◆ **What to work on**
(1) List every person the Todd Field interview names.
(2) From the Todd Field interview, extract the passage from "Todd Field: We" up to and including "terms of casting?".
>> Start Document section
Little Children - Todd Field interview
Interview by Rob Carnevale
TODD Field talks about the challenge of directing Little Children and why he chose not to judge one of its most controversial characters – namely, a paedophile…
Q. What have you been doing for the past five years?
Todd Field: We completed In The Bedroom in 2001. It was acquired by Miramax and then there was a very long period of promoting that film – all the way until April ’02. I took about six months off and then started on another project which I worked on for about a year, year and a half. I had trouble getting funding for it. Then I read Tom’s book in 2003 and began working on the script.
Q. Was Kate the first person on board in terms of casting?
Todd Field: Kate was the first person that I asked to come and make the film with me.
Q. Is it true that the film itself evolved from another book that you couldn’t get the rights to?
>> End Document section
>> Start Collected material
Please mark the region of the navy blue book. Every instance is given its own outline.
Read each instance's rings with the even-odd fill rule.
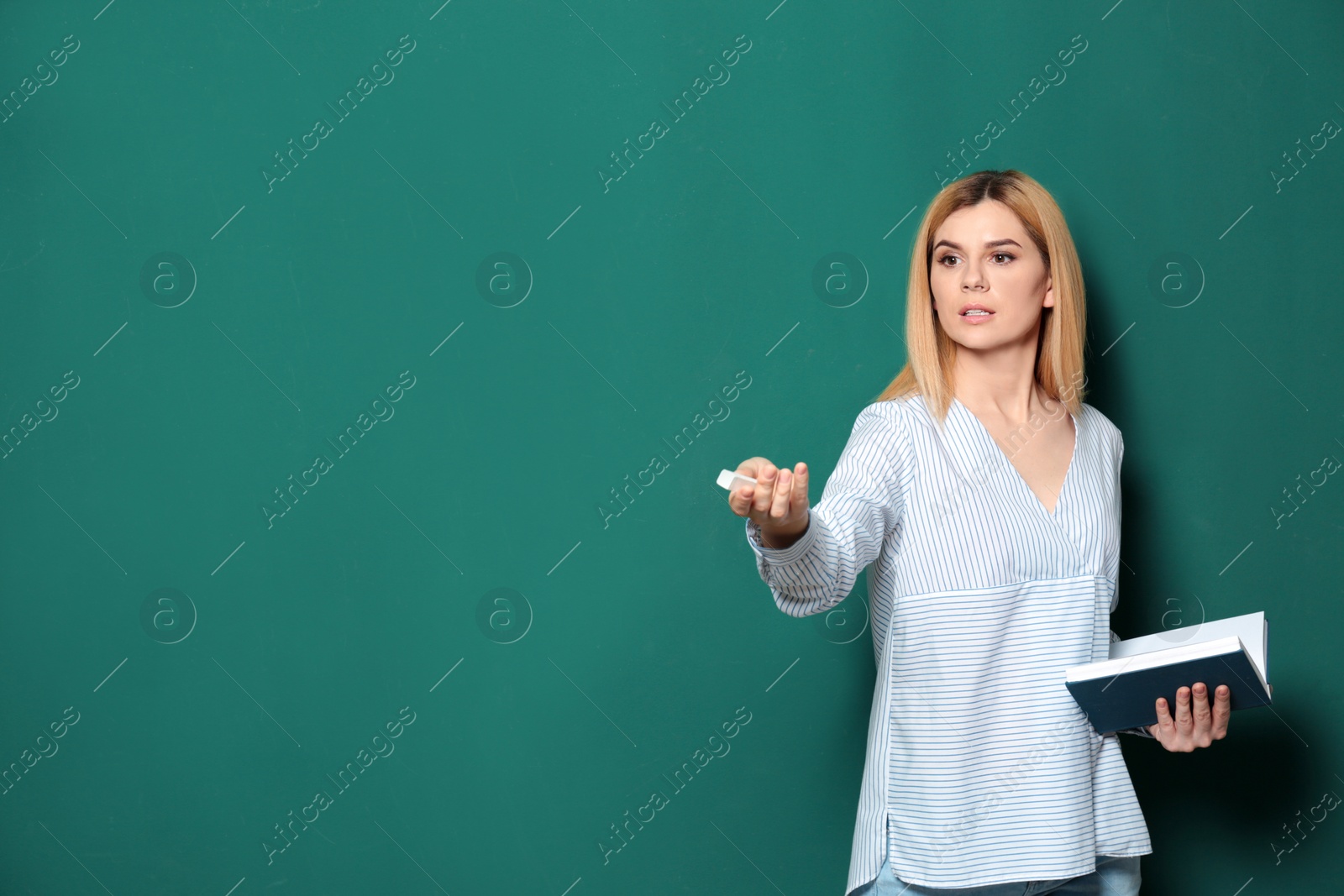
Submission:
>> End Collected material
◆ **Solutions for each task**
(1) Todd Field, Rob Carnevale, Tom, Kate

(2)
Todd Field: We completed In The Bedroom in 2001. It was acquired by Miramax and then there was a very long period of promoting that film – all the way until April ’02. I took about six months off and then started on another project which I worked on for about a year, year and a half. I had trouble getting funding for it. Then I read Tom’s book in 2003 and began working on the script.
Q. Was Kate the first person on board in terms of casting?